● **Extrait choisi**
---
Ainsi c'est fait, ma première fois! Cela faisait si longtemps que j'attendais ce moment.. on m'en avait tellement parlé..J’en rêvais!! Et puis voilà que c'est fait: je suis parti à Paris.
Pourquoi, comment? La raison est simple, au mois de mars, en surfant sur le net, je découvre par hasard que Noam Chomsky, un des plus grands intellectuels encore en vie, vient après 25 ans d'absence donner une conférence à Paris le 29 mai. Le sage est vieux, a dépassé les 80 ans, et ce sera après mes derniers examens. Je ne connais rien de Paris, encore moins des voyages parfois facétieux avec la SNCF, mais il faut se décider vite car je savais pertinemment que les billets allait se vendre comme des petits pains. En même temps mon budget d'étudiant risque d'en prendre un sacré coup..Tant pis! En quelques clics, je me lance dans l'aventure!
Le samedi 29, je suis déjà à la gare de Lille à 6h30 du matin, je ne raterai pas mon TGV. Une heure de voyage ultra rapide, la campagne verte française défile à vitesse vertigineuse devant mes yeux, qui préfèrent surveiller attentivement mes papiers plutôt que de compter les maisons qui passent. Et oui, anxieux même quand tout le monde dort autour de moi.
8h02, j'arrive dans la célèbre Gare du Nord, stars de toutes les gares, qui a vu défiler en son antre les plus célèbres poètes et écrivains de leur temps. Sa grande carcasse métallique m'enserrait un peu plus à chacun de mes pas qui me dirigeaient dans le ventre de cette petite ville qui grouillait de voyageurs pressés, d'hommes et de femmes importantes aux attachés-cases et aux costumes impeccables. Ainsi tout est comme je me l'imaginais, et même mieux encore. Je sorti quelques instant plus tard pour me dégourdir un peu les jambes… et puis moi, il me faut marcher dans une ville longtemps pour la connaitre, les brochures pour touristes ce n'est pas mon truc.
---
● **Extrait de données**
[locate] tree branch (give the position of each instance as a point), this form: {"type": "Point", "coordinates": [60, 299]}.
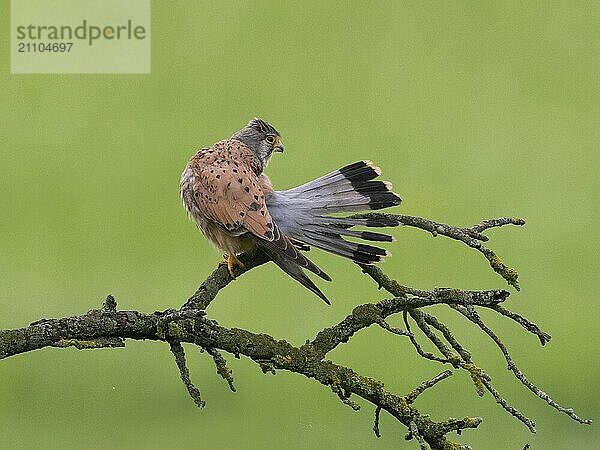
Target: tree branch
---
Dans le récit du premier voyage à Paris, recopiez à l'identique tout le passage qui va de « Ainsi c'est fait, ma » jusqu'à « parti à Paris. ».

● **Corrigé**
Ainsi c'est fait, ma première fois! Cela faisait si longtemps que j'attendais ce moment.. on m'en avait tellement parlé..J’en rêvais!! Et puis voilà que c'est fait: je suis parti à Paris.